## [INPUT DATA]

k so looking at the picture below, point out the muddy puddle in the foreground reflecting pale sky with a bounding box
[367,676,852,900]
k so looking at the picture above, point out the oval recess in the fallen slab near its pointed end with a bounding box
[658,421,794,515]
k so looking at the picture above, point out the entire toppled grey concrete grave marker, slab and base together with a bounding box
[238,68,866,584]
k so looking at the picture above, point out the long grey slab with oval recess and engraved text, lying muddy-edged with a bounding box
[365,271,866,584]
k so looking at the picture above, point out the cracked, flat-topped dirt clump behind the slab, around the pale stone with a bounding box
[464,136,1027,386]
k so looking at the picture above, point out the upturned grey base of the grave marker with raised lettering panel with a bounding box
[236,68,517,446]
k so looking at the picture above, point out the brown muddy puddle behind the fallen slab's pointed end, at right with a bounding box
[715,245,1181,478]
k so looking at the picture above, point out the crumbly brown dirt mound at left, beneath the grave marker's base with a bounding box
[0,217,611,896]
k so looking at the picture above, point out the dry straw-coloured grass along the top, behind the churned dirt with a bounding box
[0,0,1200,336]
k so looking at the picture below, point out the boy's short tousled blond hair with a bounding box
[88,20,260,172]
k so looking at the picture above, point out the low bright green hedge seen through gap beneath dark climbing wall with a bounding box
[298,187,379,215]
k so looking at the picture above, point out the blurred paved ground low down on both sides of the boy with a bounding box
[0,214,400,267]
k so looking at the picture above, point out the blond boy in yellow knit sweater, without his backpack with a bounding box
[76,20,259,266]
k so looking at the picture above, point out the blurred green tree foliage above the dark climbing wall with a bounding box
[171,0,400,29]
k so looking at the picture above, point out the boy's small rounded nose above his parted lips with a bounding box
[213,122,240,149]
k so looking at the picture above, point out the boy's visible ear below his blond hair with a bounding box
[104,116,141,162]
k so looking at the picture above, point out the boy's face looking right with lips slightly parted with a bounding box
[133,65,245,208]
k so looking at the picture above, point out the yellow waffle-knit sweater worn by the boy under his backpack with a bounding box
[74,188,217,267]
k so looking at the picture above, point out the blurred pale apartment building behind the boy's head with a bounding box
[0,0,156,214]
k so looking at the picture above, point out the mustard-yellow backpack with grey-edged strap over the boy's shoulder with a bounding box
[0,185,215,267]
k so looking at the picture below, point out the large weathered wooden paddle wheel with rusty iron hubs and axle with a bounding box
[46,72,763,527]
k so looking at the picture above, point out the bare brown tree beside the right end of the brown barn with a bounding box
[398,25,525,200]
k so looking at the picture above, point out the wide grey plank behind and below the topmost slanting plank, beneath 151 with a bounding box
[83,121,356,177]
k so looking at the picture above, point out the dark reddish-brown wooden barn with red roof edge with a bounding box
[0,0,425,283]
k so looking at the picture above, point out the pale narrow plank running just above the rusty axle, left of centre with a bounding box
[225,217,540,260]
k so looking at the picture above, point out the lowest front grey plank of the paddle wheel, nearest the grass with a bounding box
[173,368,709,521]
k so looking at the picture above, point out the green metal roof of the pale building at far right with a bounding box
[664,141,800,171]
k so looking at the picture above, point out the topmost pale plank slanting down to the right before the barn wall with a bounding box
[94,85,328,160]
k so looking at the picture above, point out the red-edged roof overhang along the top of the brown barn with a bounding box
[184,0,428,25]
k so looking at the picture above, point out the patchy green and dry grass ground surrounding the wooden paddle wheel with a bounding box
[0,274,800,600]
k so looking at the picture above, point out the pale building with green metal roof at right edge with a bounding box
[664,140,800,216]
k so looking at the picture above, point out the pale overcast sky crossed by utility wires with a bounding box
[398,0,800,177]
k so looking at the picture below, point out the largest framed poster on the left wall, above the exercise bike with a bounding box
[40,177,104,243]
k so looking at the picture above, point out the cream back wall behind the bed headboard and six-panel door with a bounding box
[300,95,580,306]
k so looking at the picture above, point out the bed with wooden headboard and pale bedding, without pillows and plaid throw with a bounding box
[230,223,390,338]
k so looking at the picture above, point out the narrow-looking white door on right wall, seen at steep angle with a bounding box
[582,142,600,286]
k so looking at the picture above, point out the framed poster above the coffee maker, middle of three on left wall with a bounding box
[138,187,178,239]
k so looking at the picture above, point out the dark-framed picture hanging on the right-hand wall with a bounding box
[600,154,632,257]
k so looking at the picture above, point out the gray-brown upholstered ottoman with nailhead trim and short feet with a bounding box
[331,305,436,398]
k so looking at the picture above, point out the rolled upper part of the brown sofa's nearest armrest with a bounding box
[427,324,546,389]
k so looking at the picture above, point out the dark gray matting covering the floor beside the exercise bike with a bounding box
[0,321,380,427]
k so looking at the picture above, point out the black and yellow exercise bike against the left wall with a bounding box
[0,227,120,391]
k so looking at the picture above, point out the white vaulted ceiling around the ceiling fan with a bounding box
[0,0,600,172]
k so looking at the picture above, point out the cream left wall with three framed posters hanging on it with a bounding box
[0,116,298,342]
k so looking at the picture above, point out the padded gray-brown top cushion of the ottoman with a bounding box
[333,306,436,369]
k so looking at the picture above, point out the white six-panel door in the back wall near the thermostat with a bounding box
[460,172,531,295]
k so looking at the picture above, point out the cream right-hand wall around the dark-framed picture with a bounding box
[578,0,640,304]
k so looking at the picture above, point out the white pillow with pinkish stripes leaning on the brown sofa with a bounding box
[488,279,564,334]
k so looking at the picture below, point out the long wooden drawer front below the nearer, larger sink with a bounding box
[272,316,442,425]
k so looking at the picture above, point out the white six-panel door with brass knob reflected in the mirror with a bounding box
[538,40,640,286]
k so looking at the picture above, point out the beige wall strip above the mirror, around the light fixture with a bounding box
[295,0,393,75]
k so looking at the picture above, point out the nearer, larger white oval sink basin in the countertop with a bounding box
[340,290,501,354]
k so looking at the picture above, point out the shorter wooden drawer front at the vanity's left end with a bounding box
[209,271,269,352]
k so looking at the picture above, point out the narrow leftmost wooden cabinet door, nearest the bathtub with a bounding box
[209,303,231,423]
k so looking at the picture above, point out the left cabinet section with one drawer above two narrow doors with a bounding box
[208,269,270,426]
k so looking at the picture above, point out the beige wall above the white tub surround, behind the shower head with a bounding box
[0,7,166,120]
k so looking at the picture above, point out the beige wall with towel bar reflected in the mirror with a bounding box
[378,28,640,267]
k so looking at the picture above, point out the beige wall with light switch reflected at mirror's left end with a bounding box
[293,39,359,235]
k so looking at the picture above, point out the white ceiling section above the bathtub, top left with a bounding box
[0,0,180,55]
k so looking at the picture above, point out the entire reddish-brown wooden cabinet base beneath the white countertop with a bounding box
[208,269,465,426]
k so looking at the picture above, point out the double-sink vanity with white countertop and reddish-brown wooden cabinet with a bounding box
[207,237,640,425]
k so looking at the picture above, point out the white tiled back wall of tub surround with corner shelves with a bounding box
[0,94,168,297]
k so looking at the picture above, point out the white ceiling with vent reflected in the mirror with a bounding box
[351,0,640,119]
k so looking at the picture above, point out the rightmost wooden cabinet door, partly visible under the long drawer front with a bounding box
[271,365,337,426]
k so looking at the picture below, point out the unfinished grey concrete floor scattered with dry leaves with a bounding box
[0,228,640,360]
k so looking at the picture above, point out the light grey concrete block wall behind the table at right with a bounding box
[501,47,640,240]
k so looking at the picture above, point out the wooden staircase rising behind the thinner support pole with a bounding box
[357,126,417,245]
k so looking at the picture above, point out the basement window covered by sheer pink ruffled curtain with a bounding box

## [WHAT TO PRODUCE]
Your answer should be the full listing, copied exactly.

## [ANSWER AREA]
k so looking at the picture below, point out the muddy puddle in the foreground reflecting pale sky with a bounding box
[367,676,852,900]
k so looking at the picture above, point out the oval recess in the fallen slab near its pointed end with a bounding box
[658,421,794,515]
k so looking at the picture above, point out the entire toppled grey concrete grave marker, slab and base together with a bounding box
[238,68,866,584]
k so looking at the picture above, point out the long grey slab with oval recess and engraved text, lying muddy-edged with a bounding box
[365,271,866,584]
k so looking at the picture above, point out the cracked, flat-topped dirt clump behind the slab, around the pale stone with a bounding box
[464,136,1027,386]
k so looking at the picture above, point out the upturned grey base of the grave marker with raised lettering panel with a bounding box
[236,68,517,446]
k so looking at the picture above, point out the brown muddy puddle behind the fallen slab's pointed end, at right with a bounding box
[715,245,1181,478]
k so looking at the picture above, point out the crumbly brown dirt mound at left, beneath the grave marker's base with a bounding box
[0,217,611,896]
k so looking at the picture above, point out the dry straw-coloured grass along the top, behind the churned dirt with a bounding box
[0,0,1200,336]
k so looking at the picture below, point out the boy's short tousled blond hair with a bounding box
[88,20,260,172]
k so looking at the picture above, point out the low bright green hedge seen through gap beneath dark climbing wall with a bounding box
[298,187,379,215]
k so looking at the picture above, point out the blurred paved ground low down on both sides of the boy with a bounding box
[0,214,400,267]
k so looking at the picture above, point out the blond boy in yellow knit sweater, without his backpack with a bounding box
[76,20,259,266]
k so looking at the picture above, point out the blurred green tree foliage above the dark climbing wall with a bounding box
[171,0,400,29]
k so looking at the picture above, point out the boy's small rounded nose above his parted lips with a bounding box
[213,122,240,149]
k so looking at the picture above, point out the boy's visible ear below his blond hair with a bounding box
[104,116,141,162]
k so looking at the picture above, point out the boy's face looking right with lips slightly parted with a bounding box
[133,65,245,208]
k so looking at the picture above, point out the yellow waffle-knit sweater worn by the boy under his backpack with a bounding box
[74,188,217,267]
k so looking at the picture above, point out the blurred pale apartment building behind the boy's head with a bounding box
[0,0,156,214]
k so looking at the picture above, point out the mustard-yellow backpack with grey-edged strap over the boy's shoulder with a bounding box
[0,185,215,267]
k so looking at the picture below, point out the large weathered wooden paddle wheel with rusty iron hubs and axle with a bounding box
[46,72,763,527]
k so looking at the picture above, point out the bare brown tree beside the right end of the brown barn with a bounding box
[398,25,525,200]
k so looking at the picture above, point out the wide grey plank behind and below the topmost slanting plank, beneath 151 with a bounding box
[83,121,356,177]
k so looking at the picture above, point out the dark reddish-brown wooden barn with red roof edge with a bounding box
[0,0,425,283]
k so looking at the picture above, point out the pale narrow plank running just above the rusty axle, left of centre with a bounding box
[225,217,540,260]
k so looking at the picture above, point out the lowest front grey plank of the paddle wheel, nearest the grass with a bounding box
[173,368,709,521]
k so looking at the picture above, point out the green metal roof of the pale building at far right with a bounding box
[664,141,800,171]
k so looking at the picture above, point out the topmost pale plank slanting down to the right before the barn wall with a bounding box
[94,85,328,160]
k so looking at the picture above, point out the red-edged roof overhang along the top of the brown barn with a bounding box
[184,0,428,25]
k so looking at the picture above, point out the patchy green and dry grass ground surrounding the wooden paddle wheel with a bounding box
[0,274,800,600]
k so looking at the picture above, point out the pale building with green metal roof at right edge with a bounding box
[664,140,800,216]
k so looking at the picture above, point out the pale overcast sky crossed by utility wires with a bounding box
[398,0,800,177]
k so looking at the picture below, point out the largest framed poster on the left wall, above the exercise bike with a bounding box
[40,177,104,243]
k so looking at the picture above, point out the cream back wall behind the bed headboard and six-panel door with a bounding box
[300,95,580,306]
k so looking at the picture above, point out the bed with wooden headboard and pale bedding, without pillows and plaid throw with a bounding box
[230,223,390,338]
k so looking at the picture above, point out the narrow-looking white door on right wall, seen at steep angle with a bounding box
[582,142,600,286]
k so looking at the picture above, point out the framed poster above the coffee maker, middle of three on left wall with a bounding box
[138,187,178,239]
k so looking at the picture above, point out the dark-framed picture hanging on the right-hand wall with a bounding box
[600,154,632,257]
k so looking at the picture above, point out the gray-brown upholstered ottoman with nailhead trim and short feet with a bounding box
[331,305,436,398]
k so looking at the picture above, point out the rolled upper part of the brown sofa's nearest armrest with a bounding box
[427,324,546,389]
k so looking at the picture above, point out the dark gray matting covering the floor beside the exercise bike with a bounding box
[0,321,380,427]
k so looking at the picture above, point out the black and yellow exercise bike against the left wall with a bounding box
[0,227,120,391]
k so looking at the picture above, point out the white vaulted ceiling around the ceiling fan with a bounding box
[0,0,600,172]
k so looking at the picture above, point out the cream left wall with three framed posters hanging on it with a bounding box
[0,116,298,342]
k so looking at the picture above, point out the padded gray-brown top cushion of the ottoman with a bounding box
[333,306,436,369]
k so looking at the picture above, point out the white six-panel door in the back wall near the thermostat with a bounding box
[460,172,531,295]
k so looking at the picture above, point out the cream right-hand wall around the dark-framed picture with a bounding box
[578,0,640,304]
k so looking at the picture above, point out the white pillow with pinkish stripes leaning on the brown sofa with a bounding box
[488,279,564,334]
k so looking at the picture below, point out the long wooden drawer front below the nearer, larger sink with a bounding box
[272,316,442,425]
k so looking at the picture above, point out the white six-panel door with brass knob reflected in the mirror with a bounding box
[538,40,640,286]
k so looking at the picture above, point out the beige wall strip above the mirror, around the light fixture with a bounding box
[295,0,393,75]
k so looking at the picture above, point out the nearer, larger white oval sink basin in the countertop with a bounding box
[340,290,501,354]
k so looking at the picture above, point out the shorter wooden drawer front at the vanity's left end with a bounding box
[209,271,269,352]
k so looking at the picture above, point out the narrow leftmost wooden cabinet door, nearest the bathtub with a bounding box
[209,303,231,423]
k so looking at the picture above, point out the left cabinet section with one drawer above two narrow doors with a bounding box
[208,269,270,426]
k so looking at the picture above, point out the beige wall above the white tub surround, behind the shower head with a bounding box
[0,7,166,120]
k so looking at the picture above, point out the beige wall with towel bar reflected in the mirror with a bounding box
[378,28,640,267]
k so looking at the picture above, point out the beige wall with light switch reflected at mirror's left end with a bounding box
[293,39,359,235]
k so looking at the picture above, point out the white ceiling section above the bathtub, top left with a bounding box
[0,0,180,55]
k so looking at the picture above, point out the entire reddish-brown wooden cabinet base beneath the white countertop with a bounding box
[208,269,465,426]
k so looking at the picture above, point out the double-sink vanity with white countertop and reddish-brown wooden cabinet with a bounding box
[207,237,640,425]
k so looking at the picture above, point out the white tiled back wall of tub surround with corner shelves with a bounding box
[0,94,168,297]
k so looking at the picture above, point out the white ceiling with vent reflected in the mirror with a bounding box
[351,0,640,119]
k so looking at the picture above, point out the rightmost wooden cabinet door, partly visible under the long drawer front with a bounding box
[271,365,337,426]
k so looking at the picture below, point out the unfinished grey concrete floor scattered with dry leaves with a bounding box
[0,228,640,360]
k so looking at the picture above, point out the light grey concrete block wall behind the table at right with a bounding box
[501,47,640,240]
k so looking at the picture above, point out the wooden staircase rising behind the thinner support pole with a bounding box
[357,126,417,245]
k so looking at the picture above, point out the basement window covered by sheer pink ruffled curtain with a bounding box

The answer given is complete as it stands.